-- Begin EXCERPT PROVIDED --
Yesterday, my old love, Z texted me. He missed me, he said. He loved me, he said. We reminisced about our days together. And how it’s never been quite the same with anyone else. “Is this what it means to grow out of a relationship?” he asked. I wasn’t sure what he meant. “When you learn things from the other person and grow and become a better, wiser person,” he texted. I forgot how surprisingly eloquent he can be. He said he bought me a birthday gift…..again. He said he was sending me flowers. I don’t know why he is being so thoughtful and sentimental towards me right now. I don’t care. I’ll take his lovely attention. He’ll always be my special love.

Yesterday, I got an e-mail from Mr. Moon. He got a job offer but he said he might not take it. He said he might come back to the U.S. Which surprised me. I tried to ask him about his situation. “It depends on many things,” he said. I don’t know what that means. “Talk to me, Peach,” he wrote. So, I sent him a long reply. I tentatively asked him his thoughts on the story I gave him when he left, but I admitted I was afraid to know. I told him I thought of him. I wished him happiness. I imagined his return with trepidation. I’m not sure I can allow myself to wish for that. I’m not sure I’m ready for what that might bring.

Yesterday, I talked to Pumpkin Patch. He talks to me every day. He came over and we made cookies a few days ago. And he kissed me before he left. And we kissed in that way……that reserved, we-said-we-weren’t-going-to-do-this way…..that is so sexy and enticing. He’s a good kisser. He made me a little weak in the knees. And I wondered if I had set it up on purpose. By telling him I didn’t want to date him while he was seeing others, have I just set up some kind of… you-can’t-have-me-and-I-shouldn’t-be-with-you tension that is just a repeat of what I felt with Z and Mr. Moon? Maybe this is what I like. Maybe I’m afraid of a relationship working out, or not working out. It’s more fun to just flirt and kiss sometimes and tease and be enticing. Or maybe I just know that I deserve to be more than one of the balls in the air but I’m still attracted to him so, why not?
-- End EXCERPT PROVIDED --
-- Begin INFORMATION SUPPLIED --
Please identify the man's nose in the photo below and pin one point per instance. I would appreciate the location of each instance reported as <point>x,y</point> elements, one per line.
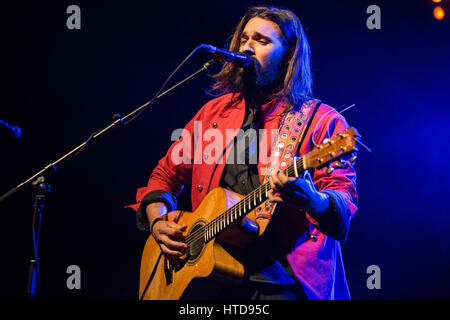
<point>247,49</point>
-- End INFORMATION SUPPLIED --
WHAT TO DO
1. Answer these about the diary entry on Z, Mr. Moon and Pumpkin Patch:
(a) What did Z say he was sending?
(b) What name did Mr. Moon use for the writer in his e-mail?
(c) What did the writer and Pumpkin Patch make together a few days earlier?
2. Please carry the diary entry about Z, Mr. Moon and Pumpkin Patch further, starting after its last sentence.
The data above come from a separate source, not from the diary entry.

ANSWERS FOR THIS EXERCISE
1.
(a) Flowers.
(b) Peach.
(c) Cookies.

2.
“I can’t wait to see you again,” he said, yesterday.

Yesterday, I exchanged e-mails with the Parisian and we continued our weird game of across-the-Atlantic flirting. The distance and the mystery somehow allows me to be uninhibited. It’s very strange. And he knows everything. Yesterday, I confessed to him that I had looked him up and I thought I knew what he looked like from a facebook picture. And he said it wasn’t him. He doesn’t have any photos on his profile. I had this vague image of what he might look like. I held that image in my head as I listened to his voice and read his words. When he told me it wasn’t him, the image shattered in my imagination and I was left with nothing. And it’s driving me mad. And he knows it is and he likes that. I suppose it doesn’t matter. We should never actually meet. Reality could never live up to the fantasy we’ve created for and with each other. It would destroy the game, the dream. And it is a very fun game.

None of these men are committed to me, at my side, with me for better or worse and dedicated to sharing my life. I have no chance of that with these boys who are giving me delicious morsels of attention, affection and care. But they bring their blessings, superficial as they may be. And I feel beautiful and sexy and witty and funny. I feel alive and free and grateful. I feel confident and whole. I recognize and love the person I am. Not because of them…..and their silly flirtations. They are my icing on the cake. My treat for the courage it took to break free.

Tomorrow I celebrate my birthday. I created an event page and I’ve been silly and bold and self-deprecating and obnoxious. I’ve been selfish and brash, demanding attention. And it feels fantastic. And I know there will be no bursting of the bubble. There will be no disappointing reaction. There will be no one to question how or why or to what expense I decide to celebrate the day my glorious mother brought ME to this earth. I will celebrate it the way SHE taught me to. I have reclaimed that which is my birthright.

The illusions and games and distanced loves are more real to me than the heart breaking hope I brought to the love I thought was solid. And the freedom to allow them in my life…….and the freedom to be myself and show gratitude for my existence is a far greater gift then any commitment has ever been or can ever be.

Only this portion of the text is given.